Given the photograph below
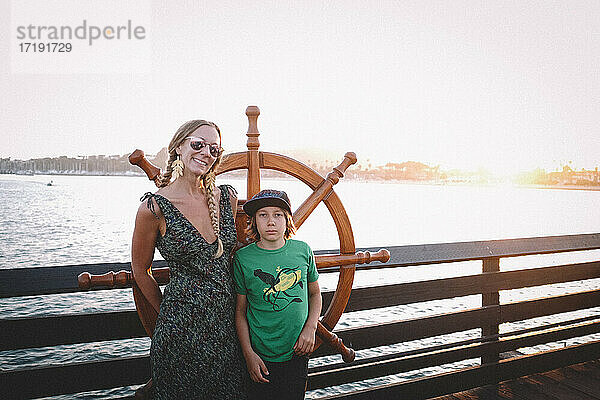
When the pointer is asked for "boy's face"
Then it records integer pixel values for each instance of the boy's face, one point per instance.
(271, 223)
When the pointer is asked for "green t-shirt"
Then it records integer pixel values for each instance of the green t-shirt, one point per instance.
(275, 283)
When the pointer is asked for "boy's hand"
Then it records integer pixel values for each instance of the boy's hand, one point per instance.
(306, 341)
(257, 368)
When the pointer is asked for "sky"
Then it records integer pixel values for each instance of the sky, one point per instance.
(505, 86)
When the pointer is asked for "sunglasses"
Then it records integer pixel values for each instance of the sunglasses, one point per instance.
(198, 144)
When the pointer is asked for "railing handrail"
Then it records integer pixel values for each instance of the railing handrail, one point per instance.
(63, 279)
(40, 331)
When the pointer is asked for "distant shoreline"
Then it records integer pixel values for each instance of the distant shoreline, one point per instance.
(388, 181)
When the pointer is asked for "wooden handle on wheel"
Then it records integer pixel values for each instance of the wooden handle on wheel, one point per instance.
(120, 279)
(335, 342)
(329, 260)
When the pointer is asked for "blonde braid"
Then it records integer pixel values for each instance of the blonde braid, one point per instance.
(208, 181)
(165, 178)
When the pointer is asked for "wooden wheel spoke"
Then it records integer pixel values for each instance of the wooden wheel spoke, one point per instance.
(323, 190)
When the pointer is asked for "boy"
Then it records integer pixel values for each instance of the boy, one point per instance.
(278, 300)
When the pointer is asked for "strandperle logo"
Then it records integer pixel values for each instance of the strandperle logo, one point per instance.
(84, 31)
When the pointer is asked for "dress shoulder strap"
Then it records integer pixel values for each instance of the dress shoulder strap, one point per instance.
(147, 197)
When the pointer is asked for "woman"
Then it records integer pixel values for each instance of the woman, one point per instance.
(194, 353)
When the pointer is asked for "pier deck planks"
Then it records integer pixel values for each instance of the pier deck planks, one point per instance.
(575, 382)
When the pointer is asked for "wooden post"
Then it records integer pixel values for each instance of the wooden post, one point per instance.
(491, 264)
(253, 185)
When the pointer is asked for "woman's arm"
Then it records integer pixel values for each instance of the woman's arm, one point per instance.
(142, 254)
(255, 364)
(306, 341)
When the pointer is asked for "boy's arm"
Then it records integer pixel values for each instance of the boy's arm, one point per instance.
(306, 341)
(256, 366)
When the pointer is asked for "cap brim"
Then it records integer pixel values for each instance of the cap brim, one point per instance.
(252, 206)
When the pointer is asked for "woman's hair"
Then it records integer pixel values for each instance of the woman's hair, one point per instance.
(207, 180)
(290, 228)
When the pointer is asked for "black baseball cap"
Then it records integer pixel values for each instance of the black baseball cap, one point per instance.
(266, 198)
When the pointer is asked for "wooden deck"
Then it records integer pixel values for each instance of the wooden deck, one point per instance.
(575, 382)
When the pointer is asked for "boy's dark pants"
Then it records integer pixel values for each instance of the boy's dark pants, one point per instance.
(287, 380)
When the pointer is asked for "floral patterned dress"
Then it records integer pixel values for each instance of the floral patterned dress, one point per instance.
(195, 353)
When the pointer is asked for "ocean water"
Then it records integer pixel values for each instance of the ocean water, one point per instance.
(89, 219)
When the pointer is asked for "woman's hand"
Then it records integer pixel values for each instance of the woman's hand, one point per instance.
(256, 367)
(306, 341)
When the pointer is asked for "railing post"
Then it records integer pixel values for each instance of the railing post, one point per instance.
(491, 264)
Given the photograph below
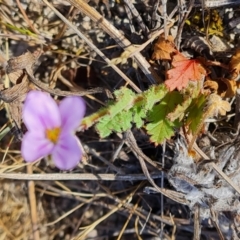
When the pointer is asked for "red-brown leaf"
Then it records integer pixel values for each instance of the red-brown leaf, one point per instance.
(183, 71)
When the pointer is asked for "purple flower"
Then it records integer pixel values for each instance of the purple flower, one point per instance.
(51, 129)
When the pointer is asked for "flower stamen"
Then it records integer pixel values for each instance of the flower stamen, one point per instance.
(53, 134)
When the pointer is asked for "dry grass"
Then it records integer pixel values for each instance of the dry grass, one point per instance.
(92, 201)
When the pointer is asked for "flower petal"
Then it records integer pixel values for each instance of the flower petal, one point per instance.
(72, 110)
(67, 153)
(40, 112)
(35, 146)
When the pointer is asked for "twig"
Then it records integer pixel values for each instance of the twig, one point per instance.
(216, 168)
(177, 197)
(117, 36)
(197, 227)
(26, 17)
(33, 204)
(77, 176)
(92, 46)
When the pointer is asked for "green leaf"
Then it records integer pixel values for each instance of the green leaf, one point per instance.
(153, 95)
(191, 92)
(121, 122)
(159, 127)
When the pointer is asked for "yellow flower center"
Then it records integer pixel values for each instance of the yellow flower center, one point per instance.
(53, 134)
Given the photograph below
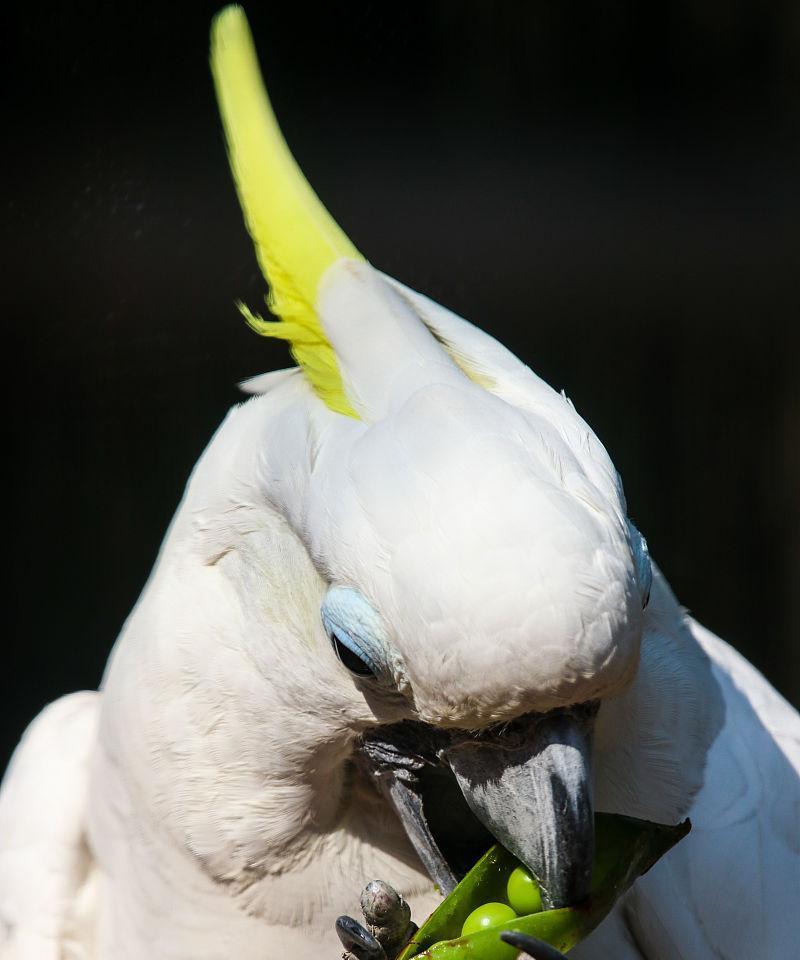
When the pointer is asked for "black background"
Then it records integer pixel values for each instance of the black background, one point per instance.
(612, 189)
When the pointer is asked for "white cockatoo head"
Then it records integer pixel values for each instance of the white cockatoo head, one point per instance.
(483, 587)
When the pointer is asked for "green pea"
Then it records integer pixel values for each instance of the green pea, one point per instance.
(487, 915)
(523, 892)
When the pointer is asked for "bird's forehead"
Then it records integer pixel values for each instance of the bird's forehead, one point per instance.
(461, 523)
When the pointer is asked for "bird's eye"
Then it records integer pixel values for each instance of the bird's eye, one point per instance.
(349, 658)
(355, 631)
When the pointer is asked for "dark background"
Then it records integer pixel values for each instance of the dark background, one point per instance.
(612, 189)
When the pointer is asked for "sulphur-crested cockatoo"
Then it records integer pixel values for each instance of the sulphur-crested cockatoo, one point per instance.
(400, 608)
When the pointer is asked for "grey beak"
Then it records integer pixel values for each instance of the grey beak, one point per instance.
(530, 784)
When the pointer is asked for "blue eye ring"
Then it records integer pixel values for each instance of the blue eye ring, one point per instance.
(356, 632)
(345, 650)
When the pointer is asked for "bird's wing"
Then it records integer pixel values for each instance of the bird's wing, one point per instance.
(731, 889)
(45, 866)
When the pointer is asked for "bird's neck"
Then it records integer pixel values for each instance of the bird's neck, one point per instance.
(652, 740)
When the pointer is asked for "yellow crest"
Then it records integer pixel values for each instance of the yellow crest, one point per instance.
(295, 237)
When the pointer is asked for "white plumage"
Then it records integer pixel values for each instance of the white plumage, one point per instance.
(206, 802)
(220, 817)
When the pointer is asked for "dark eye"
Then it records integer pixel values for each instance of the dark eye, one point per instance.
(352, 661)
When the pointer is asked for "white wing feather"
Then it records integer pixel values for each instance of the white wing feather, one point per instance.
(46, 871)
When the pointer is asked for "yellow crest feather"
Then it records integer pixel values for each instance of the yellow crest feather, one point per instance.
(295, 237)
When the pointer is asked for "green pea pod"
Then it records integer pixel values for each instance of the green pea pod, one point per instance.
(624, 850)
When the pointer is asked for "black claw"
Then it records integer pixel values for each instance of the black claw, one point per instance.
(536, 949)
(358, 941)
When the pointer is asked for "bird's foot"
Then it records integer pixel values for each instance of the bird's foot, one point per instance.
(388, 925)
(536, 949)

THE PROBLEM —
Drop the images and quote the entries word for word.

ANSWER TO THIS PROBLEM —
Given the photograph below
When the pointer is asked for "boy's face"
Then it records integer pixel values for each instance of the boy's face, one point per instance.
(271, 223)
When the pointer is asked for "green t-shirt"
Then it records integer pixel values for each instance of the green t-shirt, one point per instance.
(275, 283)
When the pointer is asked for "boy's hand"
Then it records integer pixel values for each instance of the boy's hand, one point per instance.
(306, 341)
(257, 368)
When the pointer is asked for "sky"
Then it records integer pixel values for each instance of the sky, one point per instance.
(505, 86)
When the pointer is asked for "sunglasses"
Then it records integer pixel values for each instance of the sunglasses, one point per instance.
(198, 144)
When the pointer is asked for "railing handrail"
Then it records integer pixel values for each instance of the railing handrail, one point per instance.
(63, 279)
(40, 331)
When the pointer is asked for "distant shoreline"
Then it records integer pixel values for each instance of the distant shoreline, one point per instance.
(388, 181)
When the pointer is asked for "wooden handle on wheel"
Then it records integer pixel values for each instance of the wooden handle on wheel, one point per instance.
(120, 279)
(335, 342)
(329, 260)
When the pointer is asked for "blonde braid"
Then it records integer pixel values for each instance of the blonde braid, one point per instance.
(208, 181)
(165, 178)
When the pointer is asked for "wooden wheel spoke"
Then it records integer pixel values for each instance of the wooden wheel spoke, one point per instance.
(323, 190)
When the pointer is asked for "boy"
Then it records integer pixel values for each instance of the boy, one point per instance.
(278, 300)
When the pointer is asked for "strandperle logo"
Then it records integer pixel values for each instance of the strandperle logo, one point per instance.
(84, 31)
When the pointer is asked for "dress shoulder strap"
Then it records integer pixel values for each instance of the dress shoulder strap, one point per instance.
(147, 197)
When the pointer is asked for "woman"
Then it records integer pixel values for each instance of the woman, one point per instance.
(194, 353)
When the pointer is asked for "pier deck planks"
Then it records integer pixel values for each instance of the pier deck planks, one point per instance.
(575, 382)
When the pointer is asked for "wooden post"
Then it records integer pixel values for each instance of the wooden post, one point per instance.
(491, 264)
(253, 185)
When the pointer is asked for "woman's arm"
Then it records integer pixel values for each instance of the woman's arm, one point per instance.
(142, 254)
(255, 364)
(306, 341)
When the pointer is asked for "boy's arm"
Then it records integer pixel values for each instance of the boy's arm, one point per instance.
(306, 341)
(256, 366)
When the pointer is asked for "cap brim"
Then it records integer pixel values for each instance of the cap brim, one point per instance.
(252, 206)
When the pointer is asked for "woman's hair"
Then it records integer pixel values for each instance of the woman's hair, one point per instance.
(207, 180)
(290, 228)
When the pointer is asked for "black baseball cap"
Then it records integer pixel values for each instance of the black baseball cap, one point per instance.
(266, 198)
When the pointer is asked for "wooden deck"
Then it records integer pixel values for each instance of the wooden deck, one point per instance.
(575, 382)
When the pointer is asked for "boy's dark pants"
Then it records integer pixel values for each instance of the boy's dark pants, one point per instance.
(287, 380)
When the pointer is asked for "floral patterned dress"
Then it records integer pixel values for each instance of the floral patterned dress, one point per instance.
(195, 353)
When the pointer is asked for "ocean water"
Then it records integer pixel values for each instance of the ocean water, one point per instance.
(89, 219)
When the pointer is asked for "woman's hand"
Then it records integer pixel values for each instance of the woman's hand, one point per instance.
(256, 367)
(306, 341)
When the pointer is asked for "railing post"
Then it records integer pixel values for each instance of the railing post, one point per instance.
(491, 264)
Given the photograph below
When the pointer is asked for "red-brown leaf"
Then it records integer pixel values for each instance of the red-brown leaf, one point per instance.
(183, 71)
When the pointer is asked for "purple flower"
Then it records integer pixel values for each instance of the purple flower, one point per instance.
(51, 129)
When the pointer is asked for "flower stamen"
Then it records integer pixel values for each instance of the flower stamen, one point per instance.
(53, 134)
When the pointer is asked for "dry grass"
Then it records integer pixel values for each instance of the dry grass, one point per instance.
(92, 201)
When the pointer is asked for "flower petal"
Then it records integer pixel values for each instance of the flower petal, one point per instance.
(72, 110)
(67, 153)
(40, 112)
(35, 146)
When the pointer is asked for "twig"
Then it records integer pixel values for each instance of the twig, one point per instance.
(216, 168)
(177, 197)
(117, 36)
(197, 227)
(26, 17)
(33, 204)
(77, 176)
(92, 46)
When the pointer is asked for "green leaf"
Then it records integer pixel values for each instance of the green leaf, one point per instance.
(153, 95)
(191, 92)
(121, 122)
(159, 127)
When the pointer is asked for "yellow flower center"
Then it records integer pixel values for each instance of the yellow flower center, one point per instance.
(53, 134)
Given the photograph below
When the pointer is asked for "black background"
Then it records integer pixel values for each instance of the black background, one point per instance.
(612, 189)
When the pointer is asked for "white cockatoo head"
Then it records integer pixel values for each instance of the white cockatoo head, one point per instance.
(483, 587)
When the pointer is asked for "green pea"
Then it records integer pixel values for each instance of the green pea, one point per instance.
(487, 915)
(523, 892)
When the pointer is asked for "bird's forehead"
Then it records integer pixel values for each instance of the bird's forehead, one point per instance.
(461, 523)
When the pointer is asked for "bird's eye"
Then it records integer pixel values for each instance of the bird's eye, one point per instance.
(349, 658)
(355, 631)
When the pointer is asked for "dark background"
Then it records integer pixel values for each instance of the dark background, one point per instance.
(612, 189)
When the pointer is asked for "sulphur-crested cockatoo"
Then it records integer pixel values for each instance of the sulphur-crested cockatoo, one point per instance.
(400, 608)
When the pointer is asked for "grey beak"
Then it records integer pixel values for each instance of the grey beak, one point per instance.
(530, 784)
When the pointer is asked for "blue eye ring"
Then it records integer pixel values for each instance of the blue eye ring, one point per instance.
(356, 632)
(345, 650)
When the pointer is asked for "bird's wing"
Then it records integer pixel values for each instance of the bird's wing, one point per instance.
(731, 889)
(45, 866)
When the pointer is asked for "bird's neck"
Then it records integer pixel values for each instance of the bird's neck, one point per instance.
(652, 740)
When the pointer is asked for "yellow crest"
Then it records integer pixel values for each instance of the yellow crest, one point per instance.
(295, 237)
When the pointer is asked for "white plumage"
Then it records integer pixel values for each instance of the white plumage, one point per instance.
(206, 802)
(220, 817)
When the pointer is asked for "dark eye"
Then it records integer pixel values for each instance of the dark eye, one point per instance.
(352, 661)
When the pointer is asked for "white wing feather"
Then it records integer pixel values for each instance of the white wing feather, one point per instance.
(46, 871)
When the pointer is asked for "yellow crest feather"
Then it records integer pixel values for each instance of the yellow crest feather, one point per instance.
(295, 237)
When the pointer is asked for "green pea pod"
Then it records integer pixel values for each instance of the green pea pod, one point per instance.
(624, 850)
When the pointer is asked for "black claw"
Then it records integer pixel values for each instance of the black claw, one point per instance.
(536, 949)
(358, 941)
When the pointer is asked for "bird's foot"
Then it records integer pixel values for each instance of the bird's foot, one point per instance.
(388, 925)
(536, 949)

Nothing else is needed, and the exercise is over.